[A run of records]
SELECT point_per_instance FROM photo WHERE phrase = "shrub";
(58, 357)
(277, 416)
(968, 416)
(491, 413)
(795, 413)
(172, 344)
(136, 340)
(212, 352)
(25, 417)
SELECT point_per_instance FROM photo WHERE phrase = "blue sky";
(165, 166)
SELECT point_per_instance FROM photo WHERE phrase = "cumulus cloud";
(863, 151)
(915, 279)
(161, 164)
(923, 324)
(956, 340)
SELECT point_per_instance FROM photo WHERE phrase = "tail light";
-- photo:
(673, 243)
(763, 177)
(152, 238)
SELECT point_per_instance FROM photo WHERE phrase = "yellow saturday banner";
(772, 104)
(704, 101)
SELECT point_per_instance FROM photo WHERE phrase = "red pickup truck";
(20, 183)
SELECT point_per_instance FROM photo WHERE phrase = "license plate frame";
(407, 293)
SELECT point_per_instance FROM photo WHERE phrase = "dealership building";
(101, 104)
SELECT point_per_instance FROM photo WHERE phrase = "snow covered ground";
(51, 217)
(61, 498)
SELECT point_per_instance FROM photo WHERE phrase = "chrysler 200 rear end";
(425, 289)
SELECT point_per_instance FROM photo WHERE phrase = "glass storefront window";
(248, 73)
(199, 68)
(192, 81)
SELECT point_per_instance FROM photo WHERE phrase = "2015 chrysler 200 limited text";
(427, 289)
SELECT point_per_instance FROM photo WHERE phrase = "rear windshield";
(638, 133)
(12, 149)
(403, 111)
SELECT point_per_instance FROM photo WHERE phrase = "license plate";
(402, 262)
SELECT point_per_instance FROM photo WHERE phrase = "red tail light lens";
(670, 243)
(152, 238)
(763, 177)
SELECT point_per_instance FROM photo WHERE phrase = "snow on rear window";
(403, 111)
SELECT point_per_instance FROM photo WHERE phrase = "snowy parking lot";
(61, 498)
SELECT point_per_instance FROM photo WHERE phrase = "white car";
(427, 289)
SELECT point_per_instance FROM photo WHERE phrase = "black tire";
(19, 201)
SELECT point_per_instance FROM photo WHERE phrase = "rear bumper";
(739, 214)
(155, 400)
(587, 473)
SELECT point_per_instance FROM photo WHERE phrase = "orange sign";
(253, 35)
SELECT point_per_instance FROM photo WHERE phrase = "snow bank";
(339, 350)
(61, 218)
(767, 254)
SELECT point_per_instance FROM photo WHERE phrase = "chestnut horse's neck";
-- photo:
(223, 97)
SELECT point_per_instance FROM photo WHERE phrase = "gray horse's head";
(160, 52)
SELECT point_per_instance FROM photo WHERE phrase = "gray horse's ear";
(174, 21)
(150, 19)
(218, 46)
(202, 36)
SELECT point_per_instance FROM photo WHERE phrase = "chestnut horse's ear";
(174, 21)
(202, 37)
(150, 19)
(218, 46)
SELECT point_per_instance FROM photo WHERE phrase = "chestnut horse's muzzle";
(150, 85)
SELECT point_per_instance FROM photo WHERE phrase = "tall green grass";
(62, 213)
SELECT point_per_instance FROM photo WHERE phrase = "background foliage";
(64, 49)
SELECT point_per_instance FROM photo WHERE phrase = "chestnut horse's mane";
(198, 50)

**Aim of the exercise**
All of the entries should be written out again exactly.

**Finished task**
SELECT point_per_instance FROM photo WHERE phrase = "shrub";
(58, 357)
(277, 416)
(968, 416)
(491, 413)
(795, 413)
(172, 344)
(136, 340)
(212, 352)
(25, 417)
SELECT point_per_instance FROM photo WHERE phrase = "blue sky";
(165, 166)
SELECT point_per_instance FROM photo WHERE phrase = "cumulus cloud";
(863, 151)
(915, 279)
(161, 164)
(923, 324)
(956, 340)
SELECT point_per_instance FROM photo WHERE phrase = "tail light";
-- photo:
(673, 243)
(763, 177)
(152, 238)
SELECT point_per_instance FROM photo WHERE phrase = "yellow saturday banner";
(772, 104)
(704, 101)
SELECT point_per_instance FROM photo WHERE phrase = "red pickup truck";
(20, 183)
SELECT point_per_instance FROM photo WHERE phrase = "license plate frame";
(407, 293)
SELECT point_per_instance FROM photo WHERE phrase = "dealership building";
(101, 104)
SELECT point_per_instance FROM photo WHERE phrase = "snow covered ground";
(51, 217)
(61, 498)
SELECT point_per_instance FROM photo WHERE phrase = "chrysler 200 rear end";
(425, 289)
SELECT point_per_instance FROM photo WHERE phrase = "glass storefront window";
(248, 73)
(199, 68)
(192, 81)
SELECT point_per_instance FROM photo WHERE phrase = "2015 chrysler 200 limited text";
(427, 289)
SELECT point_per_instance FROM photo WHERE phrase = "rear windshield";
(638, 133)
(12, 149)
(403, 111)
SELECT point_per_instance FROM photo WHERE phrase = "license plate";
(402, 262)
SELECT point_per_instance FROM photo WHERE phrase = "red tail light lens";
(670, 243)
(152, 238)
(763, 177)
SELECT point_per_instance FROM photo WHERE phrase = "snow on rear window";
(403, 111)
SELECT point_per_instance FROM photo WHERE phrase = "snowy parking lot";
(61, 498)
SELECT point_per_instance FROM photo WHERE phrase = "white car";
(427, 289)
SELECT point_per_instance FROM photo WHERE phrase = "black tire";
(19, 201)
SELECT point_per_instance FROM photo WHERE phrase = "rear bumper";
(739, 214)
(155, 400)
(587, 473)
SELECT point_per_instance FROM photo WHERE phrase = "orange sign";
(253, 35)
SELECT point_per_instance FROM photo WHERE phrase = "snow bank";
(339, 350)
(61, 218)
(767, 254)
SELECT point_per_instance FROM photo WHERE phrase = "chestnut horse's neck";
-- photo:
(223, 97)
SELECT point_per_instance FROM photo WHERE phrase = "gray horse's head";
(160, 52)
SELECT point_per_instance FROM photo WHERE phrase = "gray horse's ear";
(174, 21)
(150, 19)
(218, 46)
(202, 36)
SELECT point_per_instance FROM photo WHERE phrase = "chestnut horse's ear";
(174, 21)
(202, 37)
(150, 19)
(218, 46)
SELECT point_per_instance FROM photo WHERE phrase = "chestnut horse's muzzle";
(150, 85)
SELECT point_per_instance FROM photo WHERE phrase = "tall green grass";
(62, 213)
SELECT point_per_instance FROM photo WHERE phrase = "background foliage";
(64, 49)
SELECT point_per_instance FROM photo WHERE phrase = "chestnut horse's mane";
(198, 50)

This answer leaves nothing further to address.